= STATED GOAL =
Reproduce, word for word, the stretch of the discussion notes on the fluid dynamics readings from "R.S. Anderson and" through "2009, pp. 31–33.".
··· SOURCE EXCERPT ···
G.K. Batchelor, 1.2 The continuum hypothesis, in: An Introduction to Fluid Dynamics, CUP, 1967, pp. 4–6.

·            discussed situations where the continuum hypothesis breaks down, e.g. at transitions where the granularity of porous media becomes important so that the related concept of REV is impractical

·            discussed how measuring instruments and data collection (e.g. in geomorphology) must be chosen to address problems relevant to a particular scale of problem

·            example problem skating along the edge of continuum treatments: Arthur's fault mechanics / shear localization problem

R.S. Anderson and S.P. Anderson, Guiding principles, in: Geomorphology – The Mechanics and Chemistry of Landscapes, CUP, 2010, pp. 6-8.

·            noted emphasis on connections between conservation laws and transport rules in many very different systems

·            discussed neocatastrophist view and how this arises not from belief that physics changed, but more that dominant physical principals change and empirical laws cannot be extrapolated beyond the regime in which they are developed

·            example problem of extreme events beating out more mundane and frequent behavior: Kristin's stream incision on Collier lava flow

O.M. Phillips, 2.6 Two theorems, in Geological Fluid Dynamics – Sub-surface Flow and Reactions, CUP, 2009, pp. 31–33.

·            discussed caveat regarding buoyancy effects - derivations fall apart when divergence of velocity is nonzero, and counter-examples from buoyancy driven flows (e.g. convection) are both commonplace and easily understandable; still, we didn't come up with a more intuitive understanding for why buoyancy would change things so much - further thoughts appreciated

·            achieved consensus on path of least resistance
··· DATA EXTRACT ···
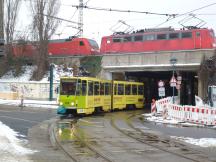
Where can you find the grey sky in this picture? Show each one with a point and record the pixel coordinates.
(98, 23)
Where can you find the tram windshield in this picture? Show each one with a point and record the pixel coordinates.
(68, 87)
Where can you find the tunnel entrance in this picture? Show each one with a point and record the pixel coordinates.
(187, 92)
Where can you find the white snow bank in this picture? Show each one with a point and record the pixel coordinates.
(11, 148)
(31, 103)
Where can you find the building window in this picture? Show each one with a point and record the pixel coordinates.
(138, 38)
(81, 43)
(120, 89)
(198, 34)
(107, 88)
(117, 40)
(96, 88)
(134, 89)
(140, 90)
(127, 89)
(187, 35)
(90, 88)
(161, 36)
(173, 35)
(101, 88)
(149, 37)
(127, 39)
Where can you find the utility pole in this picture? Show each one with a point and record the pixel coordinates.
(2, 52)
(80, 22)
(2, 19)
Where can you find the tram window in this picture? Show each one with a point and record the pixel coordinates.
(107, 89)
(84, 87)
(115, 89)
(116, 40)
(140, 90)
(138, 38)
(120, 89)
(68, 87)
(187, 35)
(161, 36)
(173, 35)
(90, 88)
(127, 89)
(212, 34)
(78, 87)
(134, 89)
(198, 34)
(127, 39)
(101, 88)
(96, 88)
(149, 37)
(81, 43)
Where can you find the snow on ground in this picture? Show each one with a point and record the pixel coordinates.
(202, 142)
(31, 103)
(11, 148)
(58, 71)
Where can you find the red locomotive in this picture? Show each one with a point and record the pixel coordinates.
(60, 47)
(161, 39)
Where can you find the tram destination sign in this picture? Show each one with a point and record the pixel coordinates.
(161, 91)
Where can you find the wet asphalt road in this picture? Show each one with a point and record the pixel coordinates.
(21, 120)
···
= RESULT =
R.S. Anderson and S.P. Anderson, Guiding principles, in: Geomorphology – The Mechanics and Chemistry of Landscapes, CUP, 2010, pp. 6-8.

·            noted emphasis on connections between conservation laws and transport rules in many very different systems

·            discussed neocatastrophist view and how this arises not from belief that physics changed, but more that dominant physical principals change and empirical laws cannot be extrapolated beyond the regime in which they are developed

·            example problem of extreme events beating out more mundane and frequent behavior: Kristin's stream incision on Collier lava flow

O.M. Phillips, 2.6 Two theorems, in Geological Fluid Dynamics – Sub-surface Flow and Reactions, CUP, 2009, pp. 31–33.